Records shown:
....................

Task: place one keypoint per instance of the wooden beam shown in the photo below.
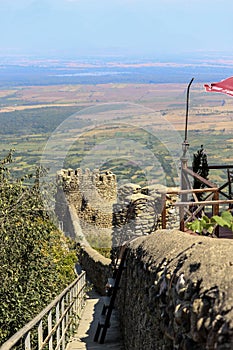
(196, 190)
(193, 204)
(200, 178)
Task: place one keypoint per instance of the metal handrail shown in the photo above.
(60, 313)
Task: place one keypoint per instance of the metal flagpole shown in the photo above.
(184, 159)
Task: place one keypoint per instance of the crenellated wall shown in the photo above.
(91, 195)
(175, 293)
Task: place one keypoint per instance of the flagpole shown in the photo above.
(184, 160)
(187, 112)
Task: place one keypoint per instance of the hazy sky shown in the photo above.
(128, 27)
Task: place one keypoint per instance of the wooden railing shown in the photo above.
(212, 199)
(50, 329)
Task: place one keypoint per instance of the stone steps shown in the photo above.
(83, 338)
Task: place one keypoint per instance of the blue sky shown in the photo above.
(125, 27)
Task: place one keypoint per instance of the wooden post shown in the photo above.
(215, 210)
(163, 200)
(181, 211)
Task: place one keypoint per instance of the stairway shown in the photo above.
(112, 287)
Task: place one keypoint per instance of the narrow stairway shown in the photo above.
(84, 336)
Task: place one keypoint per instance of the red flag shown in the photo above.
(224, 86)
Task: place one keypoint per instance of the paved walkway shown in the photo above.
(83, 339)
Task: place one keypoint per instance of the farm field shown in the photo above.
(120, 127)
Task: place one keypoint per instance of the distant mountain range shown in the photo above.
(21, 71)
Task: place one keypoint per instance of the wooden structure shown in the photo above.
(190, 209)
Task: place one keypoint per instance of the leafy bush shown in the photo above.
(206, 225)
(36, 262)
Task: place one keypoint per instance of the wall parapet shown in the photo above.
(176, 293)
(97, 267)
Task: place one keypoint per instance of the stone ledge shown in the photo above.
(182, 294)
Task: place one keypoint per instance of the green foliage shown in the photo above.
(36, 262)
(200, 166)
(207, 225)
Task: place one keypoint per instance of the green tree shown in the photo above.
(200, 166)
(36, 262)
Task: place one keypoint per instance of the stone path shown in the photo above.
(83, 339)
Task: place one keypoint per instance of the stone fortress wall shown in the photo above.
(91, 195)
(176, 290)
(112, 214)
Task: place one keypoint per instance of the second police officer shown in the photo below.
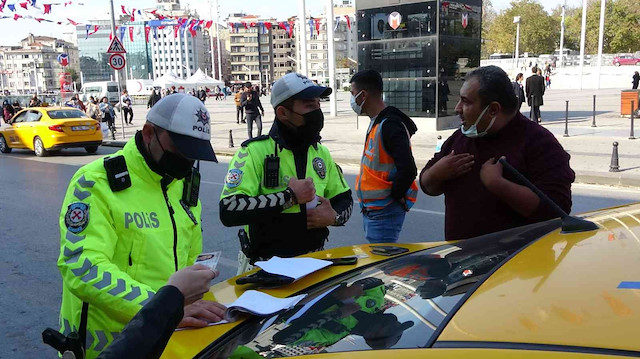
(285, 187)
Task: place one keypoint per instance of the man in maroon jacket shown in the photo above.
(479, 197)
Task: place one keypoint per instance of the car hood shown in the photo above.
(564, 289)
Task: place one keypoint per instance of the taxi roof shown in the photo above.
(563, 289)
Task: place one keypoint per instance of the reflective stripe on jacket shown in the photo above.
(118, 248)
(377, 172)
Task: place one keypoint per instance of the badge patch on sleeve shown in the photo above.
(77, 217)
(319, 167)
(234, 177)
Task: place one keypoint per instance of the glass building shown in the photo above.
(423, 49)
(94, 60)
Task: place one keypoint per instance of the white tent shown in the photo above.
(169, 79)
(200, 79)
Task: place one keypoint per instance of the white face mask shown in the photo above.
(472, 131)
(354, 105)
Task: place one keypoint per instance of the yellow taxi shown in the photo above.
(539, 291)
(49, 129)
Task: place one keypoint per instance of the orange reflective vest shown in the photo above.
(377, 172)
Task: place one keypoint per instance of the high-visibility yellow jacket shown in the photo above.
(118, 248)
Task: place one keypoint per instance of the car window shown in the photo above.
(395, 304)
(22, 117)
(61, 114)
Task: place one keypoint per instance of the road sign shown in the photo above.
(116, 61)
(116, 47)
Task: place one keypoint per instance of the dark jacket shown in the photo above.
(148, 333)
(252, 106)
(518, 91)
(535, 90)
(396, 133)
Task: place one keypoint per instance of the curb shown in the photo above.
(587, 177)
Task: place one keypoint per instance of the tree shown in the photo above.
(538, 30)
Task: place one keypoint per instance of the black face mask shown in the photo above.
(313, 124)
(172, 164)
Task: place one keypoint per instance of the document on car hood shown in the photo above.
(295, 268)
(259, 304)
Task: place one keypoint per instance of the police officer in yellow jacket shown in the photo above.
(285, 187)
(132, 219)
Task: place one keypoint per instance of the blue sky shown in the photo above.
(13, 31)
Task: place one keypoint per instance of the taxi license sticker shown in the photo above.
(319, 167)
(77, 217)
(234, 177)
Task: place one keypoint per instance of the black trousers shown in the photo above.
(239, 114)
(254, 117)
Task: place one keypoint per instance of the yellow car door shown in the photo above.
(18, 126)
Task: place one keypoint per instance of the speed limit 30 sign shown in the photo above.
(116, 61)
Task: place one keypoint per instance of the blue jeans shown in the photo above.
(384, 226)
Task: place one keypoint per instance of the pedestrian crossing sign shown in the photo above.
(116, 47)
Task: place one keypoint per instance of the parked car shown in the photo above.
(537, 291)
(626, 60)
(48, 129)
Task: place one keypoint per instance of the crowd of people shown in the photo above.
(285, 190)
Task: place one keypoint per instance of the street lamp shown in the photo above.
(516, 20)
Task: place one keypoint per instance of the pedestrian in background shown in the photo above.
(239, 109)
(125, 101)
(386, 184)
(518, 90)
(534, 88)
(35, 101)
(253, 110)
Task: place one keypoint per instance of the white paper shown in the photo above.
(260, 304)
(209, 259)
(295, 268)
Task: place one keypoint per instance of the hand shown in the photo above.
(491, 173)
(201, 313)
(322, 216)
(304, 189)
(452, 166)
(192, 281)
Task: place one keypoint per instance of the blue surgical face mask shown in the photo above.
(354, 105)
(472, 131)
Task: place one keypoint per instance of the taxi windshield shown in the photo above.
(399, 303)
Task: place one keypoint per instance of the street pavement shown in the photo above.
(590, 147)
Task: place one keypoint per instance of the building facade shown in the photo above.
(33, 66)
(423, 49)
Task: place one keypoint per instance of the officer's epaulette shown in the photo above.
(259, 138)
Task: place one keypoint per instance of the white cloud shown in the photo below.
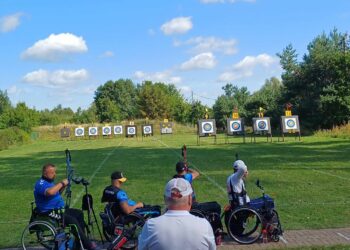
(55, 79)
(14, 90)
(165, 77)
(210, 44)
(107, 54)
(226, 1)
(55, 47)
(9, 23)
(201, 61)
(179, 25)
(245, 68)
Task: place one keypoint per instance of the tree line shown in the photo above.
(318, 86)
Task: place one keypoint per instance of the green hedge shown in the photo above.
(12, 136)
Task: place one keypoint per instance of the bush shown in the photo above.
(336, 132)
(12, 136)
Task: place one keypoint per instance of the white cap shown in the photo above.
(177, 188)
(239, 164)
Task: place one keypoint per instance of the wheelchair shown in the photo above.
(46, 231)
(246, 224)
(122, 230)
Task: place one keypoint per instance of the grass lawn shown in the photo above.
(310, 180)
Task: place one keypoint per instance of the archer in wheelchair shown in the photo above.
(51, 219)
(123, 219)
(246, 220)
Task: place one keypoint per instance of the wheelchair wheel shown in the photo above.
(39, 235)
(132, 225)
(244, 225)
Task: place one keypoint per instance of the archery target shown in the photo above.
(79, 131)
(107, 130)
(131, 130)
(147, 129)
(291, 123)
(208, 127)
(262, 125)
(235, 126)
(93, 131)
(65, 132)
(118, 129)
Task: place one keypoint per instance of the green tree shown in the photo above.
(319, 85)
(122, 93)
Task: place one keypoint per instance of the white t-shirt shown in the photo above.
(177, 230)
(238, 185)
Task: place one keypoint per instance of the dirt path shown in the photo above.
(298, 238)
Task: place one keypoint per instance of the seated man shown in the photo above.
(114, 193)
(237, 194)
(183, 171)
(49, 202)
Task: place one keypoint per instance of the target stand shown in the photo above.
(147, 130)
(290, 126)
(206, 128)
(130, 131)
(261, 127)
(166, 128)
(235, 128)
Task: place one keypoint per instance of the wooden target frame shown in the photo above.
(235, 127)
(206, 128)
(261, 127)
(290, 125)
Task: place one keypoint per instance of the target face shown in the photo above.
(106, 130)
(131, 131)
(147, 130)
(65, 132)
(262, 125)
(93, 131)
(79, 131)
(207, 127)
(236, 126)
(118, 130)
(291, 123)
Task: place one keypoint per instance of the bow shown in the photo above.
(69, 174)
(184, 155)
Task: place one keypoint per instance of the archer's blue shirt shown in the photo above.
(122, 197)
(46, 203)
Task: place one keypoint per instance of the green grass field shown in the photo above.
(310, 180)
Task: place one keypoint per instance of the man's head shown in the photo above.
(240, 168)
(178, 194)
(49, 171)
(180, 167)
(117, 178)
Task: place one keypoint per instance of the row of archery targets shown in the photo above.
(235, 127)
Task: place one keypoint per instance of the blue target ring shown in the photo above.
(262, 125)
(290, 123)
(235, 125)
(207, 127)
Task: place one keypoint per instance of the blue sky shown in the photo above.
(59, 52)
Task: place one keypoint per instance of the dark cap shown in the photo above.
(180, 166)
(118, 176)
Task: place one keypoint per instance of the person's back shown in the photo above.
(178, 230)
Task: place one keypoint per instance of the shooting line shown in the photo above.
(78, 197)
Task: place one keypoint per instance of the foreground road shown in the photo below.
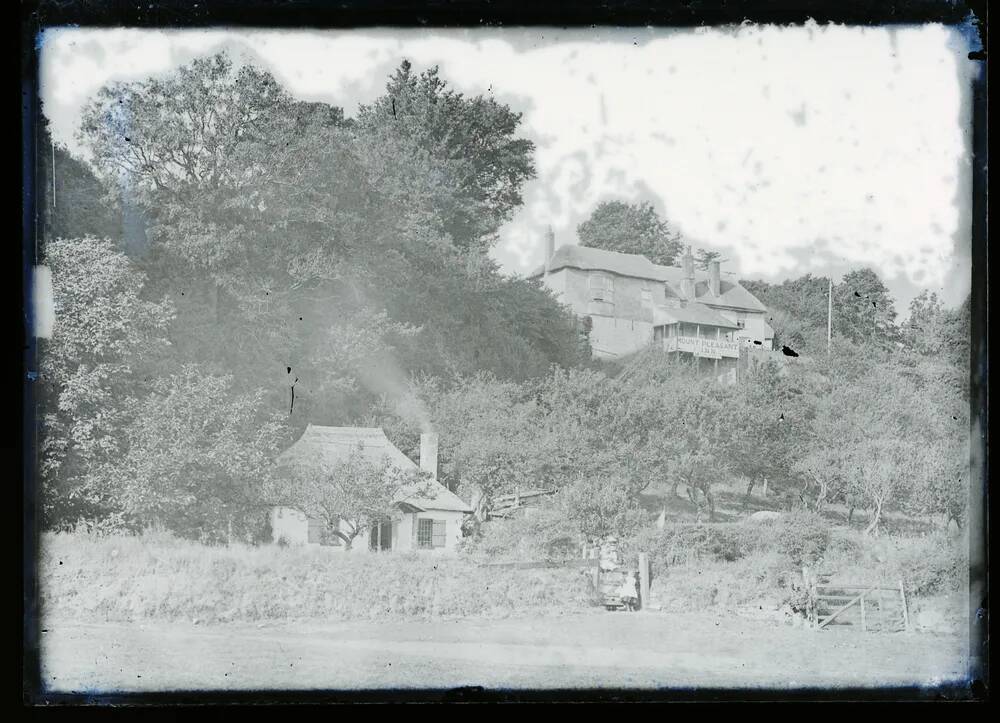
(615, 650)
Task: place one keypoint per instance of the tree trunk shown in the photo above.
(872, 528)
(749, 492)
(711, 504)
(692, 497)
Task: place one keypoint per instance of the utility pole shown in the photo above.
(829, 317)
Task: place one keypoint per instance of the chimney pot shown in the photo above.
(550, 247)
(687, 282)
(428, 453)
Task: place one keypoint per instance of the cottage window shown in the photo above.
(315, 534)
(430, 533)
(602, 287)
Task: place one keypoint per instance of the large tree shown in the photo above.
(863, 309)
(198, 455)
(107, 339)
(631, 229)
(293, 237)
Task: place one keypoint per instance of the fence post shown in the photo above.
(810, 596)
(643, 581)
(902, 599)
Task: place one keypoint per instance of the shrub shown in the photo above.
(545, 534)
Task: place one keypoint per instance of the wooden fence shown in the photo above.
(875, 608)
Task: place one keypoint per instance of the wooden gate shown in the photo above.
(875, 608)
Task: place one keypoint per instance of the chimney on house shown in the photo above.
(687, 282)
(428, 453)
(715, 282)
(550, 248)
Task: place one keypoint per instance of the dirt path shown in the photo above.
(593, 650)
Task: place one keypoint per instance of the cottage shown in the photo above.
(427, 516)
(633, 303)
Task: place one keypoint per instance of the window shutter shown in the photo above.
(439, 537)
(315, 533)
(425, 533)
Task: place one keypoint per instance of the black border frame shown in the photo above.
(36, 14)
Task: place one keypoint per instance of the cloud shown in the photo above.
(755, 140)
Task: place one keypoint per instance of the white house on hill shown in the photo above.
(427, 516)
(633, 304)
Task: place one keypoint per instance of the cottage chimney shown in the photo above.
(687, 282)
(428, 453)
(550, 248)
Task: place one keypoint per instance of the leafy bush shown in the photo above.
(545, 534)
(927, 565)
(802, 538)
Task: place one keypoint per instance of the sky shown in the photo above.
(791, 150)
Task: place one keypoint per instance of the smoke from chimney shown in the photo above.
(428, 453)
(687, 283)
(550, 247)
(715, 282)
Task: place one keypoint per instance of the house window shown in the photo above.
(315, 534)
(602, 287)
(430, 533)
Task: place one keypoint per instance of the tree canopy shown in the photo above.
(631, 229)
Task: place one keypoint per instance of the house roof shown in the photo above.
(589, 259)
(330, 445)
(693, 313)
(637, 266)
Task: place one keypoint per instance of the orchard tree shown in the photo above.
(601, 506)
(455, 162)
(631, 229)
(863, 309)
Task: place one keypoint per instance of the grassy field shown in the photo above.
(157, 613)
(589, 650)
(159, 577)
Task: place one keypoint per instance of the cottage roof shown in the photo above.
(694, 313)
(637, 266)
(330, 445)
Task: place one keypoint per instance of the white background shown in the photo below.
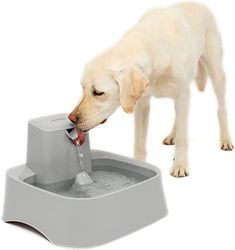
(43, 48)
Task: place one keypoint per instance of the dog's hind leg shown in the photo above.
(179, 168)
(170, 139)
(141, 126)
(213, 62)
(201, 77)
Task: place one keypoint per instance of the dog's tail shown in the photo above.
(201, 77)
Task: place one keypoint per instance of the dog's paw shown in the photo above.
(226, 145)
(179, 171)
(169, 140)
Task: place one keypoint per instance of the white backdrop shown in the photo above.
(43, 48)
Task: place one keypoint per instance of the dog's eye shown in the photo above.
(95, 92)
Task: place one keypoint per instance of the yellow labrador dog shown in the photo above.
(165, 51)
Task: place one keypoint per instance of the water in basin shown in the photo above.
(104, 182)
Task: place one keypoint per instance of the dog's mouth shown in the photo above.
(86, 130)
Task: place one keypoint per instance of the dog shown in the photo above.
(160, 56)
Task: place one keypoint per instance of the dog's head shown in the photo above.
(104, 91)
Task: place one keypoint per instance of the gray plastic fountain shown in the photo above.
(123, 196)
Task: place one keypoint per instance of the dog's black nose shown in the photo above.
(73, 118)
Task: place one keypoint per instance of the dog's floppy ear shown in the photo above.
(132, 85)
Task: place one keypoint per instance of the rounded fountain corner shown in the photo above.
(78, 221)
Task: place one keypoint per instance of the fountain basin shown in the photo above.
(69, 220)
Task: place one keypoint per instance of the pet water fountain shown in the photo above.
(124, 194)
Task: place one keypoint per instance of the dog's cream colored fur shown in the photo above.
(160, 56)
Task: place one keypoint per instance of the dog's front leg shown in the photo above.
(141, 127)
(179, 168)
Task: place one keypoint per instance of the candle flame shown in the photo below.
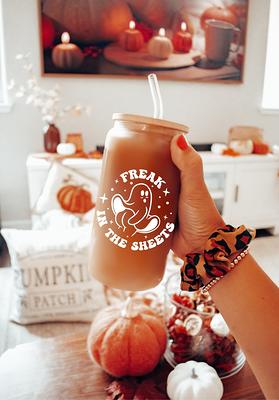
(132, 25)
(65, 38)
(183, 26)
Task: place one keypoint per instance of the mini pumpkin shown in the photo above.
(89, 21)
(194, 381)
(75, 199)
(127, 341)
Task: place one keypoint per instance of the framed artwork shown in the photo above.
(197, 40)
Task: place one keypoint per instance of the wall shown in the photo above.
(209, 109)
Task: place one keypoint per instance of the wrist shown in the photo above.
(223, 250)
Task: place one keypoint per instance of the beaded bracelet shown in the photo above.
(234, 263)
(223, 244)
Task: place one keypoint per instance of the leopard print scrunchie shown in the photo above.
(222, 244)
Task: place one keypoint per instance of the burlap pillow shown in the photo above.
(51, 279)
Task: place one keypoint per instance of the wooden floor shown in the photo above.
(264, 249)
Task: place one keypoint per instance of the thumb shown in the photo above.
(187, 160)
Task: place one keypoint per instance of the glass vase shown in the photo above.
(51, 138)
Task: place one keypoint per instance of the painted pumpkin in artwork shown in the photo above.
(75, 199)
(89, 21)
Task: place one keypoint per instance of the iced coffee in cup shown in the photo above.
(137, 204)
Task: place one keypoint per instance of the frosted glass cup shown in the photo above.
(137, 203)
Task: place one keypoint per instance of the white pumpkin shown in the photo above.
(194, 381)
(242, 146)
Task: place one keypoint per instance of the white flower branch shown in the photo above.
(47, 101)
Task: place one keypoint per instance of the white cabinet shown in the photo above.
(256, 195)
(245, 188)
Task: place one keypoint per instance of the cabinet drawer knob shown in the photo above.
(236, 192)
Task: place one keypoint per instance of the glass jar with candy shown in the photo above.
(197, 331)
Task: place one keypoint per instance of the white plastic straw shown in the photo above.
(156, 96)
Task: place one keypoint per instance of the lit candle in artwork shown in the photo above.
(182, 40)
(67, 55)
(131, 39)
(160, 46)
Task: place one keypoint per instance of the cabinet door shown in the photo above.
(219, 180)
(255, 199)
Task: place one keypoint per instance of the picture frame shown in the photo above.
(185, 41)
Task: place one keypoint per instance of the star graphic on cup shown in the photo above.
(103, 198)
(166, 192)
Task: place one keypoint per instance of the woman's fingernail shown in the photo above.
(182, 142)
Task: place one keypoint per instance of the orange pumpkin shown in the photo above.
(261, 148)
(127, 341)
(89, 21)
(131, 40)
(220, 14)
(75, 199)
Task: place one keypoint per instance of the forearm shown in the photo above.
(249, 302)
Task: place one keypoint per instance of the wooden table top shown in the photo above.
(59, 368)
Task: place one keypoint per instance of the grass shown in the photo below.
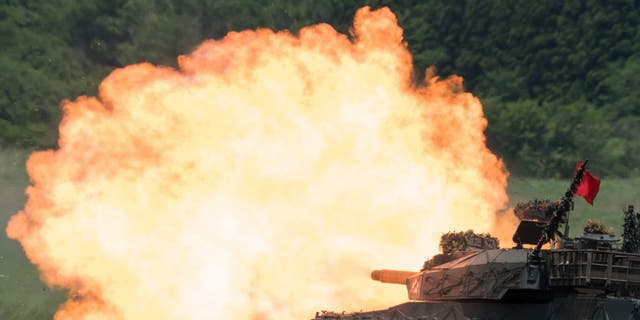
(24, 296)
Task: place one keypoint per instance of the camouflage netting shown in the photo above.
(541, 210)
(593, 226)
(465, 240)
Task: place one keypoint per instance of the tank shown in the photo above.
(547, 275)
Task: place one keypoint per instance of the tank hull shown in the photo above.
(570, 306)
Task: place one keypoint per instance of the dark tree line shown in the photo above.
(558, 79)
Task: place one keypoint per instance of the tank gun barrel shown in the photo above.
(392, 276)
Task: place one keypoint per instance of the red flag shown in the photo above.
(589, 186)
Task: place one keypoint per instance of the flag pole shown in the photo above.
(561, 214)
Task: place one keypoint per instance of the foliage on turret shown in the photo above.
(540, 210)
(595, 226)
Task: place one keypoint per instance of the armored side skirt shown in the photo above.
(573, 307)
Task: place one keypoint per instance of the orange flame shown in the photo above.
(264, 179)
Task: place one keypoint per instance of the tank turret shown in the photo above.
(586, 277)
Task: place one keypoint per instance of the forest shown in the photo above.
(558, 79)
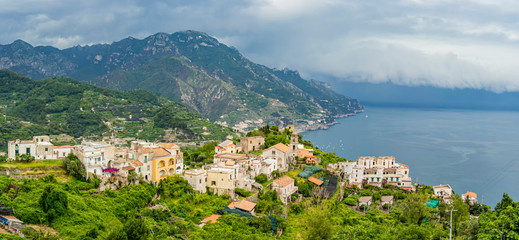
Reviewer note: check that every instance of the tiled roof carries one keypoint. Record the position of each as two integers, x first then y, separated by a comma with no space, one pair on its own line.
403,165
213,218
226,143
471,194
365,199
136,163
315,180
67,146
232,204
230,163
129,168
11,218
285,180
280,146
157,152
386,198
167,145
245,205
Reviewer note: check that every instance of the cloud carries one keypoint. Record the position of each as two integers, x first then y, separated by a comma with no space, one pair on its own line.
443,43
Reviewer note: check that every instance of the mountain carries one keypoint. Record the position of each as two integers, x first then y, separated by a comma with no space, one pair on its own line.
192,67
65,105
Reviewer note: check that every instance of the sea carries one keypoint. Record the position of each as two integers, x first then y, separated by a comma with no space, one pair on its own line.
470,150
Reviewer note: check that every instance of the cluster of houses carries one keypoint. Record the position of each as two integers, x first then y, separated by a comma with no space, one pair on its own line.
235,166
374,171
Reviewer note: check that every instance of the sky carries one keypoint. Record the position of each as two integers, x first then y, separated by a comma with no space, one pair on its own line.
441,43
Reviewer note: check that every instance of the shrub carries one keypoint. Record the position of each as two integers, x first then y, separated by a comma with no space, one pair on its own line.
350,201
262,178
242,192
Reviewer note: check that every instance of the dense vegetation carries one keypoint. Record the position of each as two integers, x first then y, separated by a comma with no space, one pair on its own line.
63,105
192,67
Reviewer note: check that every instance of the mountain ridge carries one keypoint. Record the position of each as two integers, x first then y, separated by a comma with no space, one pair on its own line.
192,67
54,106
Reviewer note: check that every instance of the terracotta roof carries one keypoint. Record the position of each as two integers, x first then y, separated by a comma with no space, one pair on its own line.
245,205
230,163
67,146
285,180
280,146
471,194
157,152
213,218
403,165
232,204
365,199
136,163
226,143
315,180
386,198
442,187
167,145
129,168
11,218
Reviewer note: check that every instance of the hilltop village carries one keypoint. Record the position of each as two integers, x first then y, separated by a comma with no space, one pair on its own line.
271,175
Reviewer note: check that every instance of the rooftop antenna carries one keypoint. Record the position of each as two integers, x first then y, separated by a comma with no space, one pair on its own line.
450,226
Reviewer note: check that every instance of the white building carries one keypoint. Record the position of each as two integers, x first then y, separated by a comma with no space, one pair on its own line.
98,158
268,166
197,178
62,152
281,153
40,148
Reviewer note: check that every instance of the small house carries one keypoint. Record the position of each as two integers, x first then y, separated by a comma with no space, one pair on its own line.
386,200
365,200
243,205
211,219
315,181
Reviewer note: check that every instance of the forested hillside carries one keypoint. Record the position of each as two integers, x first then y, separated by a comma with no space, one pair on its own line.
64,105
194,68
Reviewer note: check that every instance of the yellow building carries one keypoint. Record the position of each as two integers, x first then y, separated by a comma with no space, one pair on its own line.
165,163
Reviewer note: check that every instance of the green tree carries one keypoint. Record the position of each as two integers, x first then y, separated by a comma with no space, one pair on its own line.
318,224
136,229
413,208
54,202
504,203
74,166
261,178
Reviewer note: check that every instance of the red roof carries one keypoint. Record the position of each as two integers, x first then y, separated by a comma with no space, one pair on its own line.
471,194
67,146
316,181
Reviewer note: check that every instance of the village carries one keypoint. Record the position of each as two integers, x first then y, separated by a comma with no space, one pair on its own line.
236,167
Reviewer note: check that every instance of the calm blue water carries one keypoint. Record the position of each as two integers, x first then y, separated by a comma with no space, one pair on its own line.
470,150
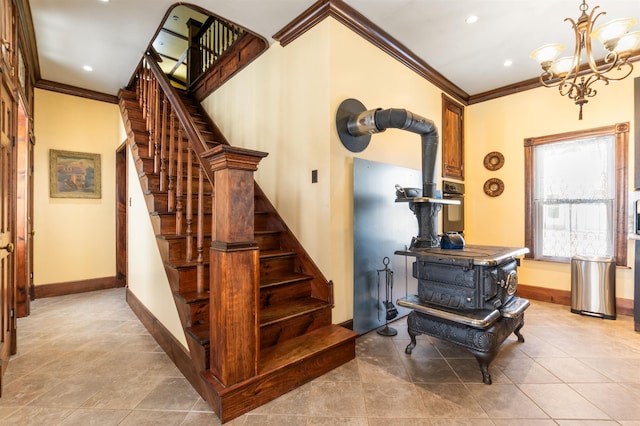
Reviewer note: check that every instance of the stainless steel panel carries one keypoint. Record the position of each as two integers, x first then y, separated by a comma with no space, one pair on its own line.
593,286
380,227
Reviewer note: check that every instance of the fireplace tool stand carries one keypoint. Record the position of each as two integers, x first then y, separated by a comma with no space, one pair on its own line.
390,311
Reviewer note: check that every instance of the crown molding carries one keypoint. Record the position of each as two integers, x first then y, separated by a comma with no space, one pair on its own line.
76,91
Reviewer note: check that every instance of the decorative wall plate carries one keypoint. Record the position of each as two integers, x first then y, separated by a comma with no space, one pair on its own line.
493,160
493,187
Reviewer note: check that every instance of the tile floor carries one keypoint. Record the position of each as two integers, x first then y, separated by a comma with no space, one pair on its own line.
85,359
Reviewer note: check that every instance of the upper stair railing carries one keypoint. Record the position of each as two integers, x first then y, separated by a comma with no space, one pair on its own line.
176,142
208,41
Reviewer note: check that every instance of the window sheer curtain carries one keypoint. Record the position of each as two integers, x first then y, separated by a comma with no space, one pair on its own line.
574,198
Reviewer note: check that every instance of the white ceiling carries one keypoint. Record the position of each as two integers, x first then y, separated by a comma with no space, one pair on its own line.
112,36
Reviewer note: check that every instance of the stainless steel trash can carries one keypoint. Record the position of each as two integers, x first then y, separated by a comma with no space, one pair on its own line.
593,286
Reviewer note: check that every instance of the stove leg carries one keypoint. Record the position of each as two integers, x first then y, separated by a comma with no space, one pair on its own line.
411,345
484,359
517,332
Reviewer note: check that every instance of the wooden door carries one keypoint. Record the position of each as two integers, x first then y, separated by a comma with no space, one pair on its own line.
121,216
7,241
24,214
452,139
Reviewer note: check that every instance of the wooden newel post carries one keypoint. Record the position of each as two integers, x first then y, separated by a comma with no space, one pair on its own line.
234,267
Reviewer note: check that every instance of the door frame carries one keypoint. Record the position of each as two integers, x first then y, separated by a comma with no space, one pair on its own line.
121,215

....................

Problem description: Can you quote exactly the lines from the one containing "Reviewer note: check that every instance of the upper" through the last line of the records above, and nothing else?

Full answer:
Reviewer note: check that every instance of the upper stair railing carries one keypoint. Record the position of each as two integers, x first then y, separated by a comma with no space, one pair on its own line.
176,142
208,41
Reviewer note: check that every instance of the window sheer curtain carries one keypoint. Record the position of each as two integers, x first then y, separated by a comma with no space, one pair on its own line.
574,198
Reviewer note: check that every instance of the white ceiling carries one keypoint. Record the position of each as two integers, x first then y, separated by a comma with no space, one pair on its own line.
112,36
Reviewer note: check that every instance of the stainless steel trash can carries one keypoint. Record the position of each as two integers, x first then y, separated by a comma with no space, one pair on its own line.
593,286
Reviewer note: check that every instance of the stove leg carries one keypoint. Record the position of each as two integers, x first then y, separated by a comma with no space, one pair on its own line.
411,345
484,359
517,332
Reviewer note: check that every instance of the wooden door carries one keypoint. Record the position of each as two integers, x first then y, separated by a comma with no space, one pair on its own line.
121,216
7,241
24,214
452,139
Reviewer note: check that every instance of the wooden newel post carries one keypoint. Record the position of each as two integers, x first then y, separated by a comma with no space, one pair on its own line.
234,267
Reviewer note: check that every instance of the door frame carries one keypoint. Record the position of each as two integers, x first then y, separated by a comma with no space, one pair on its own line.
121,215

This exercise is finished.